### THE PROBLEM
Arrange the part of the data below that opens with the line containing "of the white" and closes with the line containing "[[13, 104], [162, 113]]" as a numbered list, leaving out any blank lines. Include both of those lines and nothing outside them.

### MATERIALS PROVIDED
§
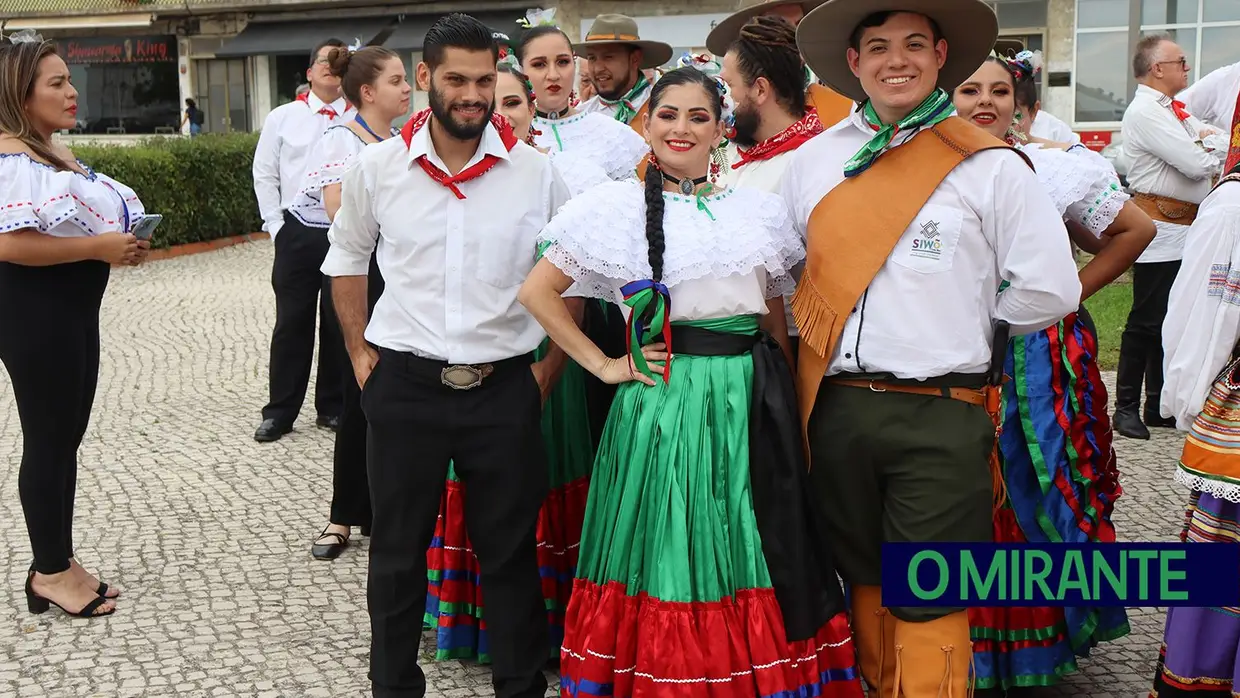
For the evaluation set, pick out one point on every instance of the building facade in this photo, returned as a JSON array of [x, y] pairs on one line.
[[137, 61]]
§
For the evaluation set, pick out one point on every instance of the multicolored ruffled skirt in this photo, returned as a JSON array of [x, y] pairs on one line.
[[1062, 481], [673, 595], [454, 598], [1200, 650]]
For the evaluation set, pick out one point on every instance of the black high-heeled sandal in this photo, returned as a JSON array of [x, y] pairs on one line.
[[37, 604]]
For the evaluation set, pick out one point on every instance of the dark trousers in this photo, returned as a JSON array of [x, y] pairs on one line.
§
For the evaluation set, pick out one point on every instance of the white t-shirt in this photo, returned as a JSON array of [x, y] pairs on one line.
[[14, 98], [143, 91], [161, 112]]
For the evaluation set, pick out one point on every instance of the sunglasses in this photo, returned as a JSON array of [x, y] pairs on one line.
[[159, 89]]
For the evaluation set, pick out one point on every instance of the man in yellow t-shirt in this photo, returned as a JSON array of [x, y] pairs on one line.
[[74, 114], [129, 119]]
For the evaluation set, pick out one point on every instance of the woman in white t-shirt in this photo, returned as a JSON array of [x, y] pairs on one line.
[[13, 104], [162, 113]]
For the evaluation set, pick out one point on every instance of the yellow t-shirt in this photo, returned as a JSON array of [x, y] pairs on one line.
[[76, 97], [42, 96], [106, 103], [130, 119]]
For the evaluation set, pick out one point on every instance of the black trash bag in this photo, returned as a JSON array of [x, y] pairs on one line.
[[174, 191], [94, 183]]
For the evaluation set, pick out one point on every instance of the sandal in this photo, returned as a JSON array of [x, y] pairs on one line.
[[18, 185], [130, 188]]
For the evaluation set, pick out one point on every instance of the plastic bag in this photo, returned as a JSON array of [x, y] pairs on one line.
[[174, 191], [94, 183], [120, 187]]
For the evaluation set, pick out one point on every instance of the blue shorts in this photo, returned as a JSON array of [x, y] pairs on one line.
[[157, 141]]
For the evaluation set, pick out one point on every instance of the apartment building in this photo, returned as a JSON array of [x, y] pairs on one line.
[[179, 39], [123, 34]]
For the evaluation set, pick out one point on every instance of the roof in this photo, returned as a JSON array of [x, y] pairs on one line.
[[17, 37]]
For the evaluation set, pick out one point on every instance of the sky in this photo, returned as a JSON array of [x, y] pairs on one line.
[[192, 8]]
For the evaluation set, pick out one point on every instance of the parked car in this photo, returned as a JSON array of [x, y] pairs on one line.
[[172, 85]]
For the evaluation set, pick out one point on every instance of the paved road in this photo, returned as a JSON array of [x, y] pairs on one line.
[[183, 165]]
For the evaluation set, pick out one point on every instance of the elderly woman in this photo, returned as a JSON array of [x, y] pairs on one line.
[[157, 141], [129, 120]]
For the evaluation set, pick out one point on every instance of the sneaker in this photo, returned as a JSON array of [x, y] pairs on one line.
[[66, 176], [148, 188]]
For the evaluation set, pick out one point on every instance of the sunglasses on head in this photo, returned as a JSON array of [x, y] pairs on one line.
§
### EXERCISE SOLUTION
1. For the evaluation set, pick out one point on every instance of the white t-shirt in this photo, returned as a JSON array of [x, y] pairs on one line.
2. [[14, 98], [143, 91], [161, 112]]
3. For the evaluation set, pick out one point on every instance of the sunglasses in this photo, returned as a JSON array of [x, y] pairs on one line.
4. [[159, 89]]
5. For the evaluation set, pick out one point on every instance of the man in yellow t-shirt in this photo, returned as a JSON array of [x, y] pairs on one line.
6. [[74, 114], [129, 119]]
7. For the evaluation set, pick out one point on every instance of the woman in white t-shirt in this photo, returned as a JSON array of [x, y] pairs on one line.
8. [[13, 104], [162, 113]]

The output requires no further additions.